Records from a dataset
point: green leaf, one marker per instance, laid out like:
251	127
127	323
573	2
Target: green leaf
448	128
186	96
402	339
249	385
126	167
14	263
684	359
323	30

TO BE DONE: Rewrite every line of the records above, requests included. Shift each point coordinate in the answers by -48, and keep every other line unchanged.

CORRECT RESULT:
point: green leaf, one marker per instance, laid out like:
251	127
127	323
573	2
Target: green leaf
400	80
138	48
354	291
201	337
78	119
-34	215
636	311
275	-18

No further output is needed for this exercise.